**Records provided**
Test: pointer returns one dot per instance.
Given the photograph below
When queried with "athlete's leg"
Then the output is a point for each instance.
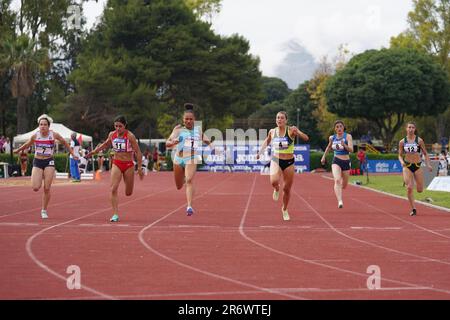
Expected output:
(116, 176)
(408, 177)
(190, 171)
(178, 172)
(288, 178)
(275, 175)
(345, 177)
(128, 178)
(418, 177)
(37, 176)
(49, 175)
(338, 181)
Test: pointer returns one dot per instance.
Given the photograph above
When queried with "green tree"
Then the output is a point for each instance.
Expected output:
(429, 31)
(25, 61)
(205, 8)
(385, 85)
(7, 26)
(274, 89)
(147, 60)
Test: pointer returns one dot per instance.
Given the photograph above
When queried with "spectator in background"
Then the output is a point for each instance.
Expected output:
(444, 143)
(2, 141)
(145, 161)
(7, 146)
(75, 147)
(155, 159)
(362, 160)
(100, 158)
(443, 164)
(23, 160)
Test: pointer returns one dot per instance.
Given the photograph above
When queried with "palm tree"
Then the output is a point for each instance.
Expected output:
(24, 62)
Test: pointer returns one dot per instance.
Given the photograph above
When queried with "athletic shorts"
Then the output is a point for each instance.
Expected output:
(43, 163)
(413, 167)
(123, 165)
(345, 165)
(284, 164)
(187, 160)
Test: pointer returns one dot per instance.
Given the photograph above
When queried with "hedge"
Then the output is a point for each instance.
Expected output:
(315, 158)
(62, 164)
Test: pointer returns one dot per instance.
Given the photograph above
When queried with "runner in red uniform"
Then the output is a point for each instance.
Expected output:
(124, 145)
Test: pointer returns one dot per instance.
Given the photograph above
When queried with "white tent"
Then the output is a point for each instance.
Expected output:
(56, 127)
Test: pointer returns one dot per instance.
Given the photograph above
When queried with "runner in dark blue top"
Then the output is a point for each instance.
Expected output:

* * *

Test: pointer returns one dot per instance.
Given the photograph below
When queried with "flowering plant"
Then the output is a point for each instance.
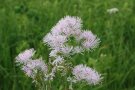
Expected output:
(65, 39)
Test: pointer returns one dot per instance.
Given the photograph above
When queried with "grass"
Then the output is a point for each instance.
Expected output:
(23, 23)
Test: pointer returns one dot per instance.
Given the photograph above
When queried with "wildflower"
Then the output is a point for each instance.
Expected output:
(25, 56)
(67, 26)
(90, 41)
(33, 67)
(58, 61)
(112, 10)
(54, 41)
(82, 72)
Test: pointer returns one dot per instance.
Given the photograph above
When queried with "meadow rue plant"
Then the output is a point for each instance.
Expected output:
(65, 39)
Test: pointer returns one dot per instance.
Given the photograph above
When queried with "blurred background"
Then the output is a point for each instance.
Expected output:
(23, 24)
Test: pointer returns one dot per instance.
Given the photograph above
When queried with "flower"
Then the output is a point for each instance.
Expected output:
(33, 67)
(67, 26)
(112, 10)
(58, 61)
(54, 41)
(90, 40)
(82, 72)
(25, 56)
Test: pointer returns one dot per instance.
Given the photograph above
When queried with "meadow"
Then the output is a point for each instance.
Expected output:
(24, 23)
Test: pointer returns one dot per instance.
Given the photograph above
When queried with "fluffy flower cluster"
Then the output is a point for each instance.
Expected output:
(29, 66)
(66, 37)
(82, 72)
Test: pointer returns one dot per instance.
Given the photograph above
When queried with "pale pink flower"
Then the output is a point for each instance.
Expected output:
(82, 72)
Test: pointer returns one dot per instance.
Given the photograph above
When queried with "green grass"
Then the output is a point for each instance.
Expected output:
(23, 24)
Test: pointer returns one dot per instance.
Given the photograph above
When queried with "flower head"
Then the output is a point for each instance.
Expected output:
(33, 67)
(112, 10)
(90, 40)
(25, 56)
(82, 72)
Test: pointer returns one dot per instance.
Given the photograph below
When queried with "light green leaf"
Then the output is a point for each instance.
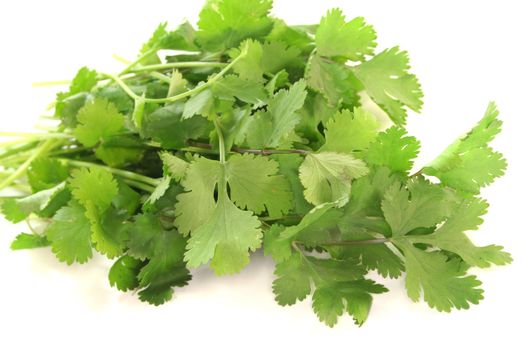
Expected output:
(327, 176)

**Stated task**
Gather every line of the items above that contains the string "plant", treating uppercase and lowercase as different.

**Exercise answer**
When queried with "flowering plant"
When queried with "meadow rue plant"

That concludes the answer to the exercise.